■ PROBLEM DETAILS:
Rewrite the records below, swapping "Target" for "Object" everywhere and keeping everything else the same. Leave the pictures out of your answer.

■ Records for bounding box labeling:
___

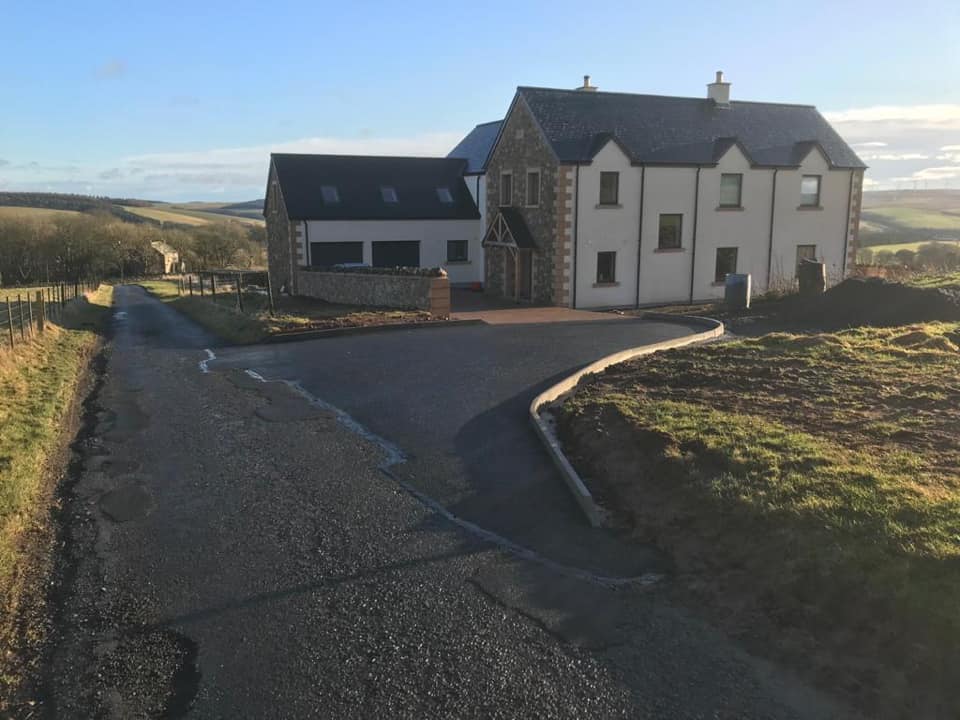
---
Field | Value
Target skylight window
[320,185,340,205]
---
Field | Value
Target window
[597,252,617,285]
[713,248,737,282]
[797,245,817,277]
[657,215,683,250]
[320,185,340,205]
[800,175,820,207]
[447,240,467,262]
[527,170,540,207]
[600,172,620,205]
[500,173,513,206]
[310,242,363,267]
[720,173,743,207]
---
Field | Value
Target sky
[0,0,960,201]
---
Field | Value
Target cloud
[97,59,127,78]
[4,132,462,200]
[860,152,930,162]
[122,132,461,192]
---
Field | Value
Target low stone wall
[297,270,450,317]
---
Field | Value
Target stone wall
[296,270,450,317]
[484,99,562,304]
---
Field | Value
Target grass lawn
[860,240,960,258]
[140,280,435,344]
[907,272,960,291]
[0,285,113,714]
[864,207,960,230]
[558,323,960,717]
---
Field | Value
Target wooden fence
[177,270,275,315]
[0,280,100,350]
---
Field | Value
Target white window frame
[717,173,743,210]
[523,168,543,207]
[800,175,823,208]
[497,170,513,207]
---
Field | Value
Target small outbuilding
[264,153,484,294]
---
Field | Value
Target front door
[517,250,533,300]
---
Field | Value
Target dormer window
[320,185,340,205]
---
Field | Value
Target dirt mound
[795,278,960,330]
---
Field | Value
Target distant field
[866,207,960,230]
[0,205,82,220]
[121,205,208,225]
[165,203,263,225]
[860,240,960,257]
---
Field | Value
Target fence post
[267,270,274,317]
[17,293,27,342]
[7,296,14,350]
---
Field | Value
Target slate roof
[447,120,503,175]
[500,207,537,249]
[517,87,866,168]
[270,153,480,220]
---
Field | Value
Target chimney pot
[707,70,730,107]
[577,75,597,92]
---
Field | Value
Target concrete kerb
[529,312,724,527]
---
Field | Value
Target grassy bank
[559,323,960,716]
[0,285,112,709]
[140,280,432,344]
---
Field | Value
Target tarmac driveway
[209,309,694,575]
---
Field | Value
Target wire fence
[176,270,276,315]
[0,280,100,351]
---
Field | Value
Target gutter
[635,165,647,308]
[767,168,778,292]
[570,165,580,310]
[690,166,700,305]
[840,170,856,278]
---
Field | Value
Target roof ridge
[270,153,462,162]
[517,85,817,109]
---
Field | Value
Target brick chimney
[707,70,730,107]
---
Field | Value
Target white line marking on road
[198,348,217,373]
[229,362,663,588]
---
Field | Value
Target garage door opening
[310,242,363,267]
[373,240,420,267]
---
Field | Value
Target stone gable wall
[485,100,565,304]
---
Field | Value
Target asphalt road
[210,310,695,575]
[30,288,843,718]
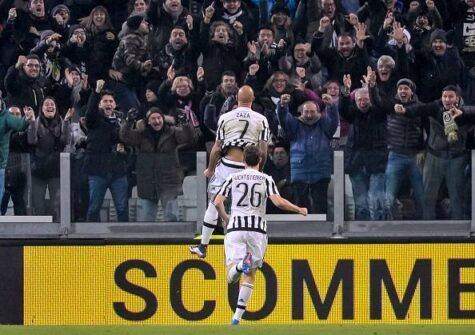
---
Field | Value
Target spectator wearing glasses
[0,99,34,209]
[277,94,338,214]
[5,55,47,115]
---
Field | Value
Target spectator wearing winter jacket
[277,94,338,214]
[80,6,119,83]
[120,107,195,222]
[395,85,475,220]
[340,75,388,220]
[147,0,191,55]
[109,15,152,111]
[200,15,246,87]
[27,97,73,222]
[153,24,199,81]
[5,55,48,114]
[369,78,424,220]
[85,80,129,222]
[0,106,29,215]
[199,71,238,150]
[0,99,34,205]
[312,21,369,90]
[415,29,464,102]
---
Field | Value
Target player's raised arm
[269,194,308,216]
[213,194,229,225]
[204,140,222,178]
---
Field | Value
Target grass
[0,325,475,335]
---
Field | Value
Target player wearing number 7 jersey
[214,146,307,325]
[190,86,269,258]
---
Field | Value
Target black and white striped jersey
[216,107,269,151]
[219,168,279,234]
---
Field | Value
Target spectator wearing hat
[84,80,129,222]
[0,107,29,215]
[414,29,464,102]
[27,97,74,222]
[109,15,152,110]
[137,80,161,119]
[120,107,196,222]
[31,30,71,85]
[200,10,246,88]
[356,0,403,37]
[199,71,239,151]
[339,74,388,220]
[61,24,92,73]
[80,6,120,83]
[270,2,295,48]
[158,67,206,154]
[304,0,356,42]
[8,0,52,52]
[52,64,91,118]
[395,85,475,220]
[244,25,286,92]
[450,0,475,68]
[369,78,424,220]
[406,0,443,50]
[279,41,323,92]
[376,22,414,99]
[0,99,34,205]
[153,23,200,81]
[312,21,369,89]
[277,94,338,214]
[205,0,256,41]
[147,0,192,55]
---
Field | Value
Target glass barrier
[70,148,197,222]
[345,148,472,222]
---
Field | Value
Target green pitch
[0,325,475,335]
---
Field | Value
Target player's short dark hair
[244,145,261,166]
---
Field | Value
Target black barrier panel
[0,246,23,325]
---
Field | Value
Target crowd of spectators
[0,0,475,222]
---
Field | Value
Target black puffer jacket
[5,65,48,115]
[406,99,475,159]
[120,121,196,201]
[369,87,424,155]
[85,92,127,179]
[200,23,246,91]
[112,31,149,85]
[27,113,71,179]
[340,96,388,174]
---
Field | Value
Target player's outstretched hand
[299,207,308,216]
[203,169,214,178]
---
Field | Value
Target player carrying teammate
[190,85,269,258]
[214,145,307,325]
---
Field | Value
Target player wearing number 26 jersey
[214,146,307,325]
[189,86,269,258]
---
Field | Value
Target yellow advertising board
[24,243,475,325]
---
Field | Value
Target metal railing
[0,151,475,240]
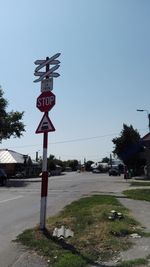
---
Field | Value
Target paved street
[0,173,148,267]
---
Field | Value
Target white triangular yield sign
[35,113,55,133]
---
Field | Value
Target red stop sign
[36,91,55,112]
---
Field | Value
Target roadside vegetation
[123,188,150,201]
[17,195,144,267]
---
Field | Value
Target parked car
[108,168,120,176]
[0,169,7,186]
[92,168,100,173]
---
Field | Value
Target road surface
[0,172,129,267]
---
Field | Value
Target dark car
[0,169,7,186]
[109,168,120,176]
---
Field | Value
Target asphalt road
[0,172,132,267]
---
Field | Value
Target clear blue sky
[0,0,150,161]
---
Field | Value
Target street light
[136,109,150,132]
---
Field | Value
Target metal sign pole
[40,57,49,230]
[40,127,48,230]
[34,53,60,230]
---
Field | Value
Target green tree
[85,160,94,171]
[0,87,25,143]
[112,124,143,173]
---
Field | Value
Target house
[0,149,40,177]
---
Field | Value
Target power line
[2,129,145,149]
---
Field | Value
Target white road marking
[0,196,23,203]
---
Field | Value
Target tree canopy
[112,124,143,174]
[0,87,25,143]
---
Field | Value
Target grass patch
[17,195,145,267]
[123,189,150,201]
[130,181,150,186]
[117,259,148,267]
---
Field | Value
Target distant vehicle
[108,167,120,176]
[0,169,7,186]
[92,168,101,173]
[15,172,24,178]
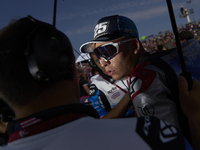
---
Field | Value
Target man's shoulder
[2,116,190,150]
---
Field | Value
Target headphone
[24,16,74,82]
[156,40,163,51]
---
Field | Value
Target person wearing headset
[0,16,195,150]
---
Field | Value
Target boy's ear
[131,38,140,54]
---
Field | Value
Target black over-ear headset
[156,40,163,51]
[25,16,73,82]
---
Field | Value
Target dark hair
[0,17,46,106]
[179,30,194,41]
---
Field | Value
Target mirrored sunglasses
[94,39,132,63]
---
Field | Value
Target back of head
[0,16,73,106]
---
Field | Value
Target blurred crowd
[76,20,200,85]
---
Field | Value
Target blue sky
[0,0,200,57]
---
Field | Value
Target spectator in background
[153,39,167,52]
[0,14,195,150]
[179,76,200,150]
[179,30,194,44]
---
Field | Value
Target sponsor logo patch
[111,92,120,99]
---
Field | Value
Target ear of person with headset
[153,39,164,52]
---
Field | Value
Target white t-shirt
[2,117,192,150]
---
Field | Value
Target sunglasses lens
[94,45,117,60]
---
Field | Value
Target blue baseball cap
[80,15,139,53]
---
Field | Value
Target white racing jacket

___

■ TASK RESPONSE:
---
Field | Value
Object skylight window
[320,185,340,205]
---
Field | Value
Object window
[597,252,617,285]
[713,248,737,282]
[797,245,817,277]
[657,215,683,250]
[320,185,340,205]
[800,175,820,207]
[447,240,467,262]
[527,170,540,207]
[600,172,620,205]
[500,173,513,206]
[310,242,363,267]
[720,173,743,207]
---
Field | Value
Object sky
[0,0,960,201]
---
Field | Value
Object cloud
[97,59,127,78]
[4,132,462,200]
[860,152,930,162]
[122,132,461,192]
---
Field | Value
Object low stone wall
[297,270,450,317]
---
Field | Value
Object stone wall
[296,270,450,317]
[484,99,562,304]
---
Field | Value
Object grass lawn
[860,240,960,258]
[140,280,435,344]
[907,272,960,291]
[0,285,113,714]
[864,207,960,230]
[558,323,960,717]
---
Field | Value
Object wooden fence
[177,270,275,315]
[0,280,100,350]
---
Field | Value
Object white window frame
[717,173,743,210]
[523,168,543,207]
[800,175,823,208]
[497,170,513,207]
---
Field | Value
Object small outbuilding
[264,153,484,294]
---
Field | Value
Object front door
[517,250,533,300]
---
Field | Value
Object dormer window
[320,185,340,205]
---
Field | Value
Object dirt mound
[795,278,960,330]
---
Field | Value
Object distant field
[866,207,960,230]
[0,205,82,220]
[121,205,208,225]
[165,203,263,225]
[860,240,960,257]
---
Field | Value
Object fence post
[267,270,274,317]
[17,293,27,342]
[7,296,14,350]
---
Field | Value
Object slate roof
[447,120,503,175]
[500,207,537,249]
[517,87,866,168]
[270,153,480,220]
---
Field | Value
Object chimney pot
[707,70,730,107]
[577,75,597,92]
---
Field | Value
Object concrete kerb
[529,312,724,527]
---
Field | Value
Object grassy bank
[559,323,960,716]
[0,285,112,709]
[140,280,432,344]
---
Field | Value
Object tarmac driveway
[209,309,694,575]
---
Field | Value
Object wire fence
[176,270,276,315]
[0,280,100,351]
---
Field | Value
Object gutter
[635,165,647,308]
[767,168,778,292]
[570,165,580,310]
[690,166,700,305]
[840,170,856,278]
---
Field | Value
Object roof ridge
[270,153,462,162]
[517,85,817,109]
---
Field | Value
Object brick chimney
[707,70,730,107]
---
Field | Value
Object white line marking on road
[198,348,217,373]
[229,362,663,588]
---
Field | Value
Object garage door opening
[310,242,363,267]
[373,240,420,267]
---
Field | Value
Object stone gable wall
[485,100,565,304]
---
Field | Value
Object asphalt road
[210,310,695,575]
[30,288,843,718]
---
Field | Value
Object spectator wearing glasses
[0,99,34,209]
[277,94,338,214]
[5,55,47,115]
---
Field | Value
Object spectator wearing winter jacket
[277,94,338,214]
[80,6,119,83]
[120,107,195,222]
[395,85,475,220]
[340,75,388,220]
[147,0,191,55]
[109,15,152,111]
[200,15,246,87]
[27,97,73,222]
[153,24,199,81]
[5,55,48,114]
[369,78,424,220]
[85,80,129,222]
[0,106,29,215]
[199,71,238,150]
[0,99,34,205]
[312,21,369,90]
[415,29,464,102]
---
Field | Value
Object player's raised arm
[269,194,308,216]
[213,194,229,225]
[204,140,222,178]
---
Field | Value
Object grass
[0,325,475,335]
---
Field | Value
Object player wearing number 7 jersey
[214,146,307,325]
[190,86,269,258]
---
Field | Value
Object black and white striped jersey
[216,107,269,151]
[219,168,279,234]
---
Field | Value
Object spectator wearing hat
[84,80,129,222]
[0,107,29,215]
[414,29,464,102]
[27,97,74,222]
[109,15,152,110]
[137,80,161,119]
[120,107,196,222]
[31,30,71,85]
[200,10,246,88]
[356,0,403,37]
[199,71,239,151]
[339,74,388,220]
[61,24,92,73]
[80,6,120,83]
[270,2,295,48]
[158,67,206,154]
[304,0,356,42]
[8,0,52,52]
[52,64,91,118]
[395,85,475,220]
[244,25,286,92]
[450,0,475,68]
[369,78,424,220]
[406,0,443,50]
[279,41,323,92]
[376,22,414,99]
[0,99,34,205]
[153,23,200,81]
[312,21,369,89]
[277,94,338,214]
[205,0,256,41]
[147,0,192,55]
---
Field | Value
Object glass barrier
[70,148,197,222]
[345,148,472,222]
---
Field | Value
Object green pitch
[0,325,475,335]
---
Field | Value
Object player's short dark hair
[244,145,261,166]
---
Field | Value
Object black barrier panel
[0,246,23,325]
---
Field | Value
Object crowd of spectators
[0,0,475,222]
---
Field | Value
Object black puffer jacket
[5,65,48,115]
[406,99,475,159]
[120,121,196,201]
[369,87,424,155]
[85,92,127,179]
[200,23,246,91]
[112,31,149,85]
[27,113,71,179]
[340,96,388,174]
---
Field | Value
Object player's outstretched hand
[299,207,308,216]
[203,169,214,178]
---
Field | Value
Object player carrying teammate
[190,85,269,258]
[214,145,307,325]
---
Field | Value
Object player wearing number 26 jersey
[214,146,307,325]
[189,86,269,258]
---
Field | Value
Object yellow advertising board
[24,243,475,325]
---
Field | Value
Object metal railing
[0,151,475,240]
---
Field | Value
Object paved street
[0,173,148,267]
---
Field | Value
Object white triangular yield sign
[35,113,55,133]
---
Field | Value
Object red stop sign
[36,91,55,112]
---
Field | Value
Object roadside vegetation
[123,188,150,201]
[17,195,144,267]
---
Field | Value
Object parked car
[108,168,120,176]
[0,169,7,186]
[92,168,100,173]
---
Field | Value
Object road surface
[0,172,129,267]
---
Field | Value
Object dark car
[0,169,7,186]
[109,168,120,176]
---
Field | Value
Object asphalt road
[0,172,132,267]
---
Field | Value
Object clear blue sky
[0,0,150,161]
---
Field | Value
Object street light
[136,109,150,132]
---
Field | Value
Object metal sign pole
[40,57,49,230]
[40,127,48,230]
[34,53,60,230]
---
Field | Value
Object green tree
[85,160,94,171]
[0,87,25,143]
[112,124,143,173]
---
Field | Value
Object house
[0,149,40,177]
---
Field | Value
Object power line
[2,129,145,149]
---
Field | Value
Object white road marking
[0,196,23,203]
---
Field | Value
Object tree canopy
[112,124,143,174]
[0,87,25,143]
---
Field | Value
Object grass patch
[17,195,145,267]
[123,189,150,201]
[130,181,150,186]
[117,259,148,267]
---
Field | Value
Object distant vehicle
[108,167,120,176]
[0,169,7,186]
[92,168,101,173]
[15,172,24,178]
---
Field | Value
Object man's shoulder
[2,116,190,150]
---
Field | Value
Object headphone
[24,16,74,82]
[156,40,163,51]
---
Field | Value
Object person wearing headset
[0,16,195,150]
---
Field | Value
Object boy's ear
[131,38,140,54]
---
Field | Value
Object black over-ear headset
[156,40,163,51]
[25,16,73,82]
---
Field | Value
Object dark hair
[0,17,46,106]
[179,30,194,41]
---
Field | Value
Object mirrored sunglasses
[94,39,132,63]
---
Field | Value
Object back of head
[0,16,73,106]
---
Field | Value
Object blurred crowd
[76,20,200,85]
---
Field | Value
Object blue sky
[0,0,200,57]
---
Field | Value
Object spectator in background
[153,39,167,52]
[0,14,195,150]
[179,76,200,150]
[179,30,194,44]
---
Field | Value
Object sponsor logo patch
[111,92,120,99]
---
Field | Value
Object ear of person with headset
[153,39,164,52]
---
Field | Value
Object white t-shirt
[2,117,192,150]
---
Field | Value
Object sunglasses lens
[94,45,117,60]
---
Field | Value
Object blue baseball cap
[80,15,139,53]
---
Field | Value
Object white racing jacket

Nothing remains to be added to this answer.